● **DATA EXCERPTS**

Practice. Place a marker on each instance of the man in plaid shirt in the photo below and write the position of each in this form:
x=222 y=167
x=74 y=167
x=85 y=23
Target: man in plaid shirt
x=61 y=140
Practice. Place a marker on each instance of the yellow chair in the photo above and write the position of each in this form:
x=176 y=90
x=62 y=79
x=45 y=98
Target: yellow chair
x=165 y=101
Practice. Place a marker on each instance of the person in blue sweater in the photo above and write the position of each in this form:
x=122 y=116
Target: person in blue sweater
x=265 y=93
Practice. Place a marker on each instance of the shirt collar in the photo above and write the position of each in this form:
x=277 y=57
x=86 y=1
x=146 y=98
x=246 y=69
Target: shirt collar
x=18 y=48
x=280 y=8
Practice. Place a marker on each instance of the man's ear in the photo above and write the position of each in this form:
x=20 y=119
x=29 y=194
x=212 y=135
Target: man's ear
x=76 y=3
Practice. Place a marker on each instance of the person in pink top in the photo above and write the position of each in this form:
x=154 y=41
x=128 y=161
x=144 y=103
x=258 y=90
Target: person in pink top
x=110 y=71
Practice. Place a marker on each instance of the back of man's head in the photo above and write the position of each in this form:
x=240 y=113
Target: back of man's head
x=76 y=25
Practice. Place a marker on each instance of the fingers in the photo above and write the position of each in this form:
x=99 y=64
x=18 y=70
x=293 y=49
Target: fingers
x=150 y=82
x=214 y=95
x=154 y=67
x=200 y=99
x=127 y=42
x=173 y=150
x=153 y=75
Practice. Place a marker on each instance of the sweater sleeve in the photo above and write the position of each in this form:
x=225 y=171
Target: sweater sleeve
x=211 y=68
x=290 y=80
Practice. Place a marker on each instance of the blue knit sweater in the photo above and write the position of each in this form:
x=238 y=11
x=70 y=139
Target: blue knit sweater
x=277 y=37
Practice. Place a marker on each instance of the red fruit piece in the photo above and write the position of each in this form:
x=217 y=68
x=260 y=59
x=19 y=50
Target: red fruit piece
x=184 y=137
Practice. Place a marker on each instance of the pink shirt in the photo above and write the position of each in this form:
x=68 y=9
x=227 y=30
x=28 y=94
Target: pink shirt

● **WHAT NEEDS TO BE DONE**
Set all the entries above down again exactly.

● **WRITTEN ANSWER**
Practice. Place a marker on each instance of the man in plaid shirt in the photo below and write the position of each in this form:
x=222 y=167
x=74 y=167
x=85 y=23
Target: man in plaid shirt
x=61 y=140
Practice. Place a marker on each instance of the yellow chair in the photo above and write the position of each in this form:
x=176 y=90
x=62 y=79
x=45 y=98
Target: yellow chair
x=165 y=101
Practice. Place a marker on each instance of the person in blue sweater in the photo above and write the position of each in this form:
x=122 y=116
Target: person in blue sweater
x=265 y=93
Practice. Place a marker on each instance of the shirt collar in the photo above and write the position of each in this form:
x=277 y=57
x=86 y=1
x=146 y=98
x=246 y=69
Target: shirt collar
x=18 y=48
x=280 y=8
Practice. Place a marker on each instance of the man's ear in the photo above and write the position of each in this form:
x=20 y=119
x=29 y=194
x=212 y=135
Target: man's ear
x=76 y=3
Practice. Place a marker on each instance of the person in pink top in the photo above and write the position of each in this form:
x=154 y=41
x=128 y=161
x=144 y=103
x=258 y=90
Target: person in pink top
x=110 y=71
Practice. Place a marker on each instance of the back of man's head in the photo above and write the position of each in this form:
x=240 y=113
Target: back of man's head
x=76 y=25
Practice. Place a marker on each instance of the fingers in the photo above and write the position of each in this form:
x=99 y=64
x=18 y=70
x=293 y=49
Target: fingers
x=150 y=82
x=214 y=95
x=154 y=67
x=200 y=99
x=127 y=42
x=173 y=150
x=153 y=75
Practice. Place a marker on each instance of the sweater sleeve in the photo above and write the position of each in this form:
x=225 y=171
Target: sweater sleeve
x=211 y=68
x=290 y=80
Practice. Place a marker on each instance of the blue knit sweater in the photo above and write the position of each in this form:
x=238 y=11
x=70 y=139
Target: blue knit sweater
x=277 y=37
Practice. Place a marker on each instance of the red fruit piece in the photo above and write the position of each in this form:
x=217 y=68
x=260 y=59
x=19 y=50
Target: red fruit piece
x=184 y=137
Practice. Place a marker on each instance of the pink shirt in the photo above and write the position of each in this form:
x=68 y=9
x=227 y=30
x=28 y=94
Target: pink shirt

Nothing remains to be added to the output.